— GIVEN PROBLEM —
Starting from the line containing "target | pizza crust", write out every remaining line exactly, the last one included.

** BEGIN THE RECORDS **

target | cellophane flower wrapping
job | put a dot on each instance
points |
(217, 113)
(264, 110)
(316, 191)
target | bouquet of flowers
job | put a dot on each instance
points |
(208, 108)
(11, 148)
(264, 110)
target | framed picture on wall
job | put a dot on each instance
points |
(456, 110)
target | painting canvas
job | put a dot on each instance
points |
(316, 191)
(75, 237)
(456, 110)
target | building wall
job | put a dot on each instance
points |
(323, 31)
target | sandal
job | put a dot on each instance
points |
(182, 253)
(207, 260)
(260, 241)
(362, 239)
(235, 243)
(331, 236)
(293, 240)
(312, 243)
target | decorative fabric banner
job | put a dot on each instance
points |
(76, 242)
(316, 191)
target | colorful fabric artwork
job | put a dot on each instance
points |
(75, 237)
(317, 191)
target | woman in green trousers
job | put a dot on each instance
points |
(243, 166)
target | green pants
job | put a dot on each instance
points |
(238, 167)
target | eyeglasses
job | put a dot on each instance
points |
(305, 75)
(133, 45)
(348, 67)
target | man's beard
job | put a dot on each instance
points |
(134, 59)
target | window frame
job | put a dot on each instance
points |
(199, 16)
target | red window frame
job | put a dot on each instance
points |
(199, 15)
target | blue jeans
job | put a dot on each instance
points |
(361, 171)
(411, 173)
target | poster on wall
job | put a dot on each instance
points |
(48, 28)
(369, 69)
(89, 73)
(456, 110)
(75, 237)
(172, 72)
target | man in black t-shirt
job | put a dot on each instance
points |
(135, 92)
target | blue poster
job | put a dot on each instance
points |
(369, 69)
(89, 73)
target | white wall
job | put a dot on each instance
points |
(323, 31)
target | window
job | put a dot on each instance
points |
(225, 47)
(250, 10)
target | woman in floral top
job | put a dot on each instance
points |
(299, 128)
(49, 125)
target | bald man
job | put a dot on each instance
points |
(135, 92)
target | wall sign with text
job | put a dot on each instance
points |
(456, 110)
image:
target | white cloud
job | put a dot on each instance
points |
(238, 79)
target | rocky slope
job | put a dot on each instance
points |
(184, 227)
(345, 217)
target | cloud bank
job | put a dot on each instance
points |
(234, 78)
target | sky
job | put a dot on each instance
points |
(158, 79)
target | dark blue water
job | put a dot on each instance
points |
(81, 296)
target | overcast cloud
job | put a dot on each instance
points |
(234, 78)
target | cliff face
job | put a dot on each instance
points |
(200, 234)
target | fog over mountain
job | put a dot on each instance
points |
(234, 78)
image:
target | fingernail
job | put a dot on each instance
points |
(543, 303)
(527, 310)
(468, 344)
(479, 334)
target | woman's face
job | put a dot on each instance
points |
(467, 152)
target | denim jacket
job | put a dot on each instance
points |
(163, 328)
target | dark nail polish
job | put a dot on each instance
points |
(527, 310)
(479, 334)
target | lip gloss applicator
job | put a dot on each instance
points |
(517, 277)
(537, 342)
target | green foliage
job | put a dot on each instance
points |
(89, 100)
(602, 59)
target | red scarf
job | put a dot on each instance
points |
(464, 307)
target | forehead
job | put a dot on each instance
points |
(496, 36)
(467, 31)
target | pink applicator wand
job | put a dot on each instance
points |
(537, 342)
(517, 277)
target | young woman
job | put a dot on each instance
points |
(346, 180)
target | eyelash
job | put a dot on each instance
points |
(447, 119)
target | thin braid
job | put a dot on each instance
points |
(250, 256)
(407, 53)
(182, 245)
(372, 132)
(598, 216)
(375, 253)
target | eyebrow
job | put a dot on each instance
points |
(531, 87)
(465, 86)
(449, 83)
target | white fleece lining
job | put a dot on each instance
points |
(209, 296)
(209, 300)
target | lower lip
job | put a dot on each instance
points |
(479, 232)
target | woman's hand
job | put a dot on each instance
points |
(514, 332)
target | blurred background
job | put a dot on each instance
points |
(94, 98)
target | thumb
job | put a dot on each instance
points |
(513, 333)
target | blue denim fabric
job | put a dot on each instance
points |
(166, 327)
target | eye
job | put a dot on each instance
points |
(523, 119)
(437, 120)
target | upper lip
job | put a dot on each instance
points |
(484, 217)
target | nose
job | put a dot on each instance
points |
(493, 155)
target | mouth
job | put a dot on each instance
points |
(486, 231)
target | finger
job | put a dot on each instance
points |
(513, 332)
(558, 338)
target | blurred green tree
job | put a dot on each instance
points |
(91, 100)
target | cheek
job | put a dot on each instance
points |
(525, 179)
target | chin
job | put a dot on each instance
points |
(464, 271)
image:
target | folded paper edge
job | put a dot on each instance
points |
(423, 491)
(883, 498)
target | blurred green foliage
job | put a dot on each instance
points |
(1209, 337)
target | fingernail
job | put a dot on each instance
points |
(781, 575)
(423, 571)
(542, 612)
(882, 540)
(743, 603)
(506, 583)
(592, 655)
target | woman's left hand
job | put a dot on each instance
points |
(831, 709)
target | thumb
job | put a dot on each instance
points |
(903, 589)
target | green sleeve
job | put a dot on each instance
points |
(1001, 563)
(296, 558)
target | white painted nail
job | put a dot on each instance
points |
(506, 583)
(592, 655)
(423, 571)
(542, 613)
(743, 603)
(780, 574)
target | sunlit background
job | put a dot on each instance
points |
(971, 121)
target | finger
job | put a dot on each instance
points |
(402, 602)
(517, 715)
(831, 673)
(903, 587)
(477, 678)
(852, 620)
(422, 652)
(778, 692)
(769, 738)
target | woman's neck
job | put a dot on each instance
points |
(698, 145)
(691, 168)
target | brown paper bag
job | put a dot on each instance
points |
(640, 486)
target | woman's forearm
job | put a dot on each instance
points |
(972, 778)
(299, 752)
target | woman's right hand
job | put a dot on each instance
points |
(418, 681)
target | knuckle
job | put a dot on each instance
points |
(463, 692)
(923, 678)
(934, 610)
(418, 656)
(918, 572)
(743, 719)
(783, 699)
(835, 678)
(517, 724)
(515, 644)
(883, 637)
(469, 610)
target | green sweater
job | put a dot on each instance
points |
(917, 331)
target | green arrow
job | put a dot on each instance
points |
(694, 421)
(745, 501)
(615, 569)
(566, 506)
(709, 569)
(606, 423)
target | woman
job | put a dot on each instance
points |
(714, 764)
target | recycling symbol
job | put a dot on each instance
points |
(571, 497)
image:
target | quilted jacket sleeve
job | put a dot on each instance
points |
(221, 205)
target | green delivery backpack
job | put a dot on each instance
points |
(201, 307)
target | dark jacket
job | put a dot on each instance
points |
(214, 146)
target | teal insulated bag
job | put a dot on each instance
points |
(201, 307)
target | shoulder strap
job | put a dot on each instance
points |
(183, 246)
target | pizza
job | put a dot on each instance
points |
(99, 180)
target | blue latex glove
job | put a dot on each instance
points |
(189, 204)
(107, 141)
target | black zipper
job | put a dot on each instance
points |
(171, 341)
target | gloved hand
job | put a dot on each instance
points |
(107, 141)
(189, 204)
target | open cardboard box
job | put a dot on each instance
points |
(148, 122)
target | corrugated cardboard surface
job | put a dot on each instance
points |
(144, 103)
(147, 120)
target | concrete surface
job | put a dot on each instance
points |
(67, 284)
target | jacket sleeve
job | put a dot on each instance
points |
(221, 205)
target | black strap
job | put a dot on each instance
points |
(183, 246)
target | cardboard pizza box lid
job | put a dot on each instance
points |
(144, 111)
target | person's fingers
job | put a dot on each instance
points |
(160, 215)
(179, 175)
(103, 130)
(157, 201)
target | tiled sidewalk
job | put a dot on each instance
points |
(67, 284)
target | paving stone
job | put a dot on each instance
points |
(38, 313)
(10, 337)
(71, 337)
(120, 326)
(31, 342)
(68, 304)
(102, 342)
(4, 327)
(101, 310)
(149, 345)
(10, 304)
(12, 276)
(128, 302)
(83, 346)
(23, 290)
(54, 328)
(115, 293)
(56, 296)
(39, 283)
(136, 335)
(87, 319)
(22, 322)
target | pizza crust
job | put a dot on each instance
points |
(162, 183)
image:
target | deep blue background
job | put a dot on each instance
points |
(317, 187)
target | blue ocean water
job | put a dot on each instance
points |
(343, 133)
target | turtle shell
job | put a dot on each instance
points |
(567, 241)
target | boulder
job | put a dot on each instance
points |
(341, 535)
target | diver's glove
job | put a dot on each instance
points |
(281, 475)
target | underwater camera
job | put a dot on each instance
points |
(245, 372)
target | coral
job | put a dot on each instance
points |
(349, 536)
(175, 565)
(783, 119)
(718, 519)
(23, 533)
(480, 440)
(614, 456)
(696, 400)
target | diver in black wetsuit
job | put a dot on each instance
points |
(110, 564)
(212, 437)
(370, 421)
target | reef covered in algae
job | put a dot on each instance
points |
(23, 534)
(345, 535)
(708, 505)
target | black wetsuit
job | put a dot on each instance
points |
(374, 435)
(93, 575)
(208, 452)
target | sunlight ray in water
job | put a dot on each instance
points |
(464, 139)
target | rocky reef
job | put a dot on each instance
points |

** END THE RECORDS **

— EXERCISE OUTPUT —
target | pizza crust
job | put a dot on each instance
points |
(162, 183)
image:
target | deep blue background
job | put a dot on each instance
points |
(317, 187)
target | blue ocean water
job | put a dot on each instance
points |
(343, 133)
target | turtle shell
job | put a dot on each instance
points |
(567, 241)
target | boulder
job | put a dot on each instance
points |
(341, 535)
target | diver's glove
job | put a dot on each instance
points |
(281, 475)
target | underwater camera
job | put a dot on each instance
points |
(245, 372)
target | coral
job | put a dot on each instance
points |
(349, 536)
(175, 565)
(783, 119)
(718, 519)
(23, 533)
(480, 440)
(614, 456)
(696, 400)
target | diver in black wetsuit
job | put a dot on each instance
points |
(110, 564)
(212, 437)
(370, 421)
target | reef covered in algae
job | put a dot on each instance
points |
(23, 534)
(345, 535)
(708, 505)
target | black wetsuit
job | put a dot on each instance
points |
(374, 435)
(93, 575)
(208, 452)
target | sunlight ray in water
job | put a dot on each instance
points |
(464, 139)
target | rocky reef
job | put a dot on each instance
points |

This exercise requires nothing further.